TO DO: Return exactly and only these lines: the first of the listing through the one containing "paint in the image above.".

[Opening DATASET ENTRIES section]

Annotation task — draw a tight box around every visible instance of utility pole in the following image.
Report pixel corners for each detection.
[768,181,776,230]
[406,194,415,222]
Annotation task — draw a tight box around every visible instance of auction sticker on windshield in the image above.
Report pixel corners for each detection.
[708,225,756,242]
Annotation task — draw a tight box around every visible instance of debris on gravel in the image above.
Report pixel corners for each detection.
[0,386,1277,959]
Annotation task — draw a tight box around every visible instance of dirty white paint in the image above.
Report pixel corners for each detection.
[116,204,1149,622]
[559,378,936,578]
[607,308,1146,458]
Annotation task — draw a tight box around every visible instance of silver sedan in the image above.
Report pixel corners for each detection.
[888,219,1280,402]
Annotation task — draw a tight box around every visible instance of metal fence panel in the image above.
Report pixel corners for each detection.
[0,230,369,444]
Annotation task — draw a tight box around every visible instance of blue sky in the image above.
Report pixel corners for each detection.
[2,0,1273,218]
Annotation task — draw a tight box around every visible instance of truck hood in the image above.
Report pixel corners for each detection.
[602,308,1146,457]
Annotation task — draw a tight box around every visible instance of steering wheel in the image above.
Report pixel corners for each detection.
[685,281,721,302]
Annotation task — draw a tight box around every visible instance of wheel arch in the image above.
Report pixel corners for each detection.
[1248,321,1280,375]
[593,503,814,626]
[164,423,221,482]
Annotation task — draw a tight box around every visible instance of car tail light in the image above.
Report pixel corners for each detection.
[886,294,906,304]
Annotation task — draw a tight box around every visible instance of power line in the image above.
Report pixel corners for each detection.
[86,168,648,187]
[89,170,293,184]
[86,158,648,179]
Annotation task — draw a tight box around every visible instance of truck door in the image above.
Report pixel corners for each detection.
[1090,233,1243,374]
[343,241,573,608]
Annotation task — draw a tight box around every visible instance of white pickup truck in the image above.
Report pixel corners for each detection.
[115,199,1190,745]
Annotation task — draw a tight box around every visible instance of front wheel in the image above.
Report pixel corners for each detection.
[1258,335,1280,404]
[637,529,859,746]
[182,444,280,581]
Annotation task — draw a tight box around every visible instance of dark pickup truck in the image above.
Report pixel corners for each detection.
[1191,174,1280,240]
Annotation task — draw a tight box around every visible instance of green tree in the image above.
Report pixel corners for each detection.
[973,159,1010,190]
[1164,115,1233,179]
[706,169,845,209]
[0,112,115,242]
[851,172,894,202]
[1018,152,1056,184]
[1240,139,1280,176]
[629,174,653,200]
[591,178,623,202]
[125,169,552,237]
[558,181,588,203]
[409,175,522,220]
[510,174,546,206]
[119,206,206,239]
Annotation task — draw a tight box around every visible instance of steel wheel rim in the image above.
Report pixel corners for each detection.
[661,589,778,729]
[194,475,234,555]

[Closing DATASET ENTRIES section]

ANSWER AREA:
Annotation task — draw a tight box around every visible instance of utility pole in the following image.
Report pixel corners for each detection.
[768,181,776,230]
[406,194,415,222]
Annotation task — draw a tight box around every visible instance of auction sticker on windshield in the image above.
Report pixel corners for each detection.
[708,225,756,242]
Annotation task — draw a tight box around every visible instance of debris on gravel in the image above.
Report pixel corners for each detection.
[0,386,1277,959]
Annotation task — draw a tight box around every visible instance of dirty white paint in the image above.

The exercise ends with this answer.